Problem to work on:
Each record is to be written out exactly as it appears.
[Opening Data shown section]
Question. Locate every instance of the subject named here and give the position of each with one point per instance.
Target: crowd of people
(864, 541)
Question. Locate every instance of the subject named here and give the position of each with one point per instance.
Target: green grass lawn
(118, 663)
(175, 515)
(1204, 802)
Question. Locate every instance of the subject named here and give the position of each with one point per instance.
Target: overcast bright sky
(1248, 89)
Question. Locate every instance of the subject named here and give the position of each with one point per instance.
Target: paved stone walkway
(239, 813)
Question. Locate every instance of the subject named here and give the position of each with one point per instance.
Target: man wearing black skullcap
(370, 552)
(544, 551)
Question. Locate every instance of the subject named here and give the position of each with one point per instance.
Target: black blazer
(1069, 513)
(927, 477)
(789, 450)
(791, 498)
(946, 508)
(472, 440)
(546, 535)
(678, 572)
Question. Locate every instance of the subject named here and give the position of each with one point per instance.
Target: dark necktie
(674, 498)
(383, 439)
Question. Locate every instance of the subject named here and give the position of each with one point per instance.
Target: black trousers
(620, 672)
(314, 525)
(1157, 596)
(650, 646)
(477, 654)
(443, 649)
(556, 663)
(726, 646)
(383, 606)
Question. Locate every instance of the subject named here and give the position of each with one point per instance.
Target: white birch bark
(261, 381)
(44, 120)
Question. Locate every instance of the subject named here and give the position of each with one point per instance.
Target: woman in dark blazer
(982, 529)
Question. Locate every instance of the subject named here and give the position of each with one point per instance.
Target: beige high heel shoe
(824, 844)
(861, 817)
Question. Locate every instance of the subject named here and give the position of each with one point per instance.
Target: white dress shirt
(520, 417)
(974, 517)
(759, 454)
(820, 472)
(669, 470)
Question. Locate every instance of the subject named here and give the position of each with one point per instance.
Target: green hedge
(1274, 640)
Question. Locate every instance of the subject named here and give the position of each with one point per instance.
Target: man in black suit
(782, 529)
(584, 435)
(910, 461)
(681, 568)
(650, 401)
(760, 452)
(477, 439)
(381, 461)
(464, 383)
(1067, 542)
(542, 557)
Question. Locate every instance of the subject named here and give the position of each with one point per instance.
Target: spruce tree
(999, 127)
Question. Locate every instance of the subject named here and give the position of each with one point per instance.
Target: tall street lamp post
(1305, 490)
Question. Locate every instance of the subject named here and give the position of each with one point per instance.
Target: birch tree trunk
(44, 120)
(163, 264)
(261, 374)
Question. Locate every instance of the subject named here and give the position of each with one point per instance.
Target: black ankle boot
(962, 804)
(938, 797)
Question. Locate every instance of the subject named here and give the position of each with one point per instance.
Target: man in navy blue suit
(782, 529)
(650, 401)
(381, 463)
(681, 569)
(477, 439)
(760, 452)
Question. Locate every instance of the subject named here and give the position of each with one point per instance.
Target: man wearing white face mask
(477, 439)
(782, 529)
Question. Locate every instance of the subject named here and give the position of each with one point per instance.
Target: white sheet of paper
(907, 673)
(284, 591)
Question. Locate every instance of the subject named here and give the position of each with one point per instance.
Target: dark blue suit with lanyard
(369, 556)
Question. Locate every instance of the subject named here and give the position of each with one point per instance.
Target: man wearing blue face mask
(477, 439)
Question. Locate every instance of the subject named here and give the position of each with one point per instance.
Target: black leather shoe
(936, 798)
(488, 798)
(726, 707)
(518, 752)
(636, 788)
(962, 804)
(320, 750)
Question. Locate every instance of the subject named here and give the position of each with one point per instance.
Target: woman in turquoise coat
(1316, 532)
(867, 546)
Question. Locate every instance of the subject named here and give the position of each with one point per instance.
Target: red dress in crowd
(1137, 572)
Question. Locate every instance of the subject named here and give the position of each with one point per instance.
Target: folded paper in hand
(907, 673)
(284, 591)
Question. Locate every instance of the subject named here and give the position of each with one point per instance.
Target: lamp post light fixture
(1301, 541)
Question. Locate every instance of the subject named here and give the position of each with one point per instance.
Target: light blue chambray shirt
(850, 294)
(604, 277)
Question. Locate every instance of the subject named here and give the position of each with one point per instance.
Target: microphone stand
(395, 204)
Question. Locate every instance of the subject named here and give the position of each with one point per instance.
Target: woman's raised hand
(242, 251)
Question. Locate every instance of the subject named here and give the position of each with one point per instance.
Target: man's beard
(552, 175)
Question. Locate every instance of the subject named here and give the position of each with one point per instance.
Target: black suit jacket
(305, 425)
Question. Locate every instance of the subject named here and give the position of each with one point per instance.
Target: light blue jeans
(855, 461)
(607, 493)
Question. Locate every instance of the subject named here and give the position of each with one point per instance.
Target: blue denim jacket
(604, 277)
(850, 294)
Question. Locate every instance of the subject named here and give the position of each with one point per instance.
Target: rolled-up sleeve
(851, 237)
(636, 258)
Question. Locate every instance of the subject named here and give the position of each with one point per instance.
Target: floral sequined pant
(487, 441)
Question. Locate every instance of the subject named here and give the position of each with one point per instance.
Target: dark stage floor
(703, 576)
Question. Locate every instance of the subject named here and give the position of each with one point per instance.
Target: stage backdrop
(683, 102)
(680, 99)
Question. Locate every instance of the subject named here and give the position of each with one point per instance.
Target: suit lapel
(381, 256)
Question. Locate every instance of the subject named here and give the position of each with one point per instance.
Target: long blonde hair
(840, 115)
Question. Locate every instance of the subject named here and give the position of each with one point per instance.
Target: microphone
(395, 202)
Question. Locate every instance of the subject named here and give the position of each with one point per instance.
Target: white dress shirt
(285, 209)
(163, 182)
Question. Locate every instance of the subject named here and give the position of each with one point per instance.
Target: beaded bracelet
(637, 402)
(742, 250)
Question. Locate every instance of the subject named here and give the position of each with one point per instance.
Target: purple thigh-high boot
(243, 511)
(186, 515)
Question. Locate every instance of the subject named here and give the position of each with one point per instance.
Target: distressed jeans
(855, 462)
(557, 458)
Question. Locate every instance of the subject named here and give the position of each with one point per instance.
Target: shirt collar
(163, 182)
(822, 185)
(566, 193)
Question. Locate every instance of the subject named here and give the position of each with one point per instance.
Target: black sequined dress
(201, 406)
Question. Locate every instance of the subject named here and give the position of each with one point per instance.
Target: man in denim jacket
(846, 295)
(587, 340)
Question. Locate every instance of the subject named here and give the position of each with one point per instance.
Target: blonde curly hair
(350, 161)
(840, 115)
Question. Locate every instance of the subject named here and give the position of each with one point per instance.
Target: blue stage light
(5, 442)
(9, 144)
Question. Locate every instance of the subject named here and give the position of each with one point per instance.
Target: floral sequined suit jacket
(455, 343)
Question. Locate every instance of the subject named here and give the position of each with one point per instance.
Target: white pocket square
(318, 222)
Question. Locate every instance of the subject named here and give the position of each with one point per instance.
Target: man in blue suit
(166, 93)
[Closing Data shown section]
The answer:
Question. Locate every instance of the subject named here and give the position of each with one point per instance.
Target: crowd of people
(864, 541)
Question. Locate every instance of the subject named here and give the position of each with one point per instance.
Target: green grass lawn
(118, 663)
(175, 515)
(1204, 802)
Question. Locate every instance of the subject named here and give the position of each with one point per instance.
Target: overcast bright sky
(1248, 89)
Question. Locate every instance of the subject named here and give the position of each with one point per instance.
Target: paved stone walkway
(239, 813)
Question. Locate every instance of the subject named here and give the position of each with one point per instance.
Target: man wearing black skullcap
(370, 552)
(544, 551)
Question. Locate every instance of the subject named here and give the position of each with one point per instance.
Target: black blazer
(1069, 513)
(927, 477)
(789, 450)
(791, 498)
(946, 508)
(472, 440)
(546, 535)
(678, 572)
Question. Locate every instance of the subject named here and give the position of each with one point per instance.
Target: dark necktie
(674, 498)
(383, 439)
Question. Locate every instance of the subject named here and give the position of each with one point per instance.
Target: black trousers
(620, 672)
(314, 525)
(1157, 596)
(650, 646)
(477, 654)
(443, 649)
(556, 663)
(726, 646)
(383, 606)
Question. Locate every instance of the subject named here and give the position of each with one point per instance.
Target: white birch bark
(261, 381)
(44, 120)
Question. Locate every instance of the subject named here and give the position of each with one point per instance.
Target: woman in dark blazer
(982, 529)
Question. Locate every instance of the subject named here and give the position of each with one point per instance.
Target: beige high heel shoe
(824, 844)
(861, 817)
Question. Locate every instance of the subject named here and give the position of each with one point per instance.
Target: white dress shirt
(520, 417)
(974, 517)
(759, 454)
(820, 472)
(669, 470)
Question. Locate every instance of the subject named here and give the position of each with one point per instance.
Target: green hedge
(1274, 640)
Question. Locate every instance of the subject named here and give the position of each with one point per instance.
Target: man in black suit
(782, 529)
(584, 435)
(910, 461)
(681, 568)
(650, 401)
(760, 452)
(477, 439)
(381, 461)
(464, 383)
(1067, 542)
(542, 557)
Question. Locate every instance of the subject named here and give the position of each with one point per instance.
Target: spruce tree
(999, 127)
Question. Locate every instance of the subject named here and give the position of each with one point per instance.
Target: tall street lamp post
(1305, 490)
Question. Locate every instance of the subject named here and give the position of each with one point per instance.
Target: birch tree trunk
(44, 120)
(163, 264)
(261, 374)
Question. Locate every instance of the subject named here and give the position of each with one point per instance.
Target: black ankle boot
(962, 804)
(938, 797)
Question. Locate every instance of the subject named here and give the position of each with one point per instance.
Target: man in navy blue suit
(782, 529)
(650, 401)
(381, 463)
(681, 569)
(477, 439)
(760, 452)
Question. Locate every instance of the subject named here and give the position of each with one point per instance.
Target: man wearing white face mask
(477, 439)
(782, 529)
Question. Locate every instance of the subject named here and give the position of each with one point per instance.
Target: white sheet of paper
(907, 673)
(284, 591)
Question. Locate every instance of the subject named here and give the position of each with one point per instance.
Target: dark blue suit with lanyard
(369, 556)
Question. Locate every instance of the subject named here and give the position of each with one point per instance.
Target: man wearing blue face mask
(477, 439)
Question. Locate every instance of the subject named here and give the position of each with one point per instance.
Target: black leather shoe
(936, 798)
(488, 798)
(726, 707)
(518, 752)
(636, 788)
(962, 804)
(320, 750)
Question. Locate every instance of the subject named here and give the position of each with one point per instance.
Target: woman in turquoise coat
(1316, 532)
(867, 546)
Question. Locate every instance of the subject named here and give the position of each with one point per instance.
Target: red dress in crowd
(1137, 572)
Question. Locate every instance of the subject named here and give the position of each with one point per instance.
Target: folded paper in hand
(907, 673)
(284, 591)
Question. Locate every instance of the subject named here and give the position of each with one point per instance.
Target: lamp post light fixture
(1301, 541)
Question. Locate every instance of the subject named here and give the position of each with one point per instance.
Target: light blue chambray shirt
(850, 294)
(604, 277)
Question. Locate every instance of the subject named here and give the position of each with one point per instance.
Target: microphone stand
(395, 204)
Question. Locate every instance of the subject named here and give the position of each with one point per instance.
Target: woman's raised hand
(242, 251)
Question. Locate every instance of the subject named here and give the position of each with one point per instance.
Target: man's beard
(552, 175)
Question. Locate every instance of the subject named here and give the position of each with one point per instance.
Target: black suit jacket
(305, 425)
Question. Locate every instance of the subject named here and give the position of each with one point per instance.
Target: light blue jeans
(855, 461)
(607, 493)
Question. Locate every instance of the subject named here and give the position of each with one point per instance.
Target: blue denim jacket
(604, 277)
(850, 294)
Question. Locate every instance of the subject named here and give the position of each with one point per instance.
Target: rolled-up sleeve
(851, 237)
(636, 258)
Question. Locate every instance of the subject named here and give the position of each with one point per instance.
Target: floral sequined pant
(487, 441)
Question. Locate every instance of the subject named here and give the position of each with one point per instance.
Target: dark stage floor
(703, 576)
Question. Locate every instance of the subject named here and give the position of each with one point per instance.
Target: stage backdrop
(683, 102)
(680, 99)
Question. Locate every instance of the subject named here and give the position of each with one point per instance.
Target: suit lapel
(381, 256)
Question. Locate every instance of the subject named here and give the position of each with one point per instance.
Target: long blonde hair
(840, 115)
Question. Locate every instance of the subject named here and give the position of each with one point per instance.
Target: microphone
(395, 202)
Question. Locate every instance of the subject named here and give the position of each with one point per instance.
Target: white dress shirt
(285, 209)
(163, 182)
Question. Locate every instance of the subject named here and give the position of each with one point per instance.
Target: beaded bracelet
(637, 402)
(742, 250)
Question. Locate every instance of the subject named here and give the position of each with one point per instance.
Target: purple thigh-high boot
(243, 511)
(186, 515)
Question. Locate every instance of the subject named here and give the position of each with one point per instance.
Target: distressed jeans
(855, 462)
(557, 458)
Question. Locate every instance of the subject named here and give the position of each with one point per instance.
Target: shirt collar
(163, 182)
(822, 185)
(566, 193)
Question. Locate every instance of the subject named here and give the position of each with one point per instance.
Target: black sequined dress
(201, 406)
Question. Locate every instance of the subject named here and give the position of each with one point per instance.
Target: man in denim jacket
(846, 295)
(587, 340)
Question. Locate every instance of the subject named here and give the position of each with one point per instance.
Target: blonde curly hair
(350, 161)
(840, 115)
Question. Locate every instance of the subject named here and give the position of each with one point per instance.
Target: blue stage light
(5, 442)
(9, 144)
Question. Locate every instance of the subject named here and give the position of each with one point per instance.
Target: floral sequined suit jacket
(455, 343)
Question. Locate every instance of the subject named here and give the position of each with one point per instance.
Target: white pocket square
(318, 222)
Question. Locate every instance of the subject named here and give the position of each with one point per instance.
Target: man in blue suit
(166, 93)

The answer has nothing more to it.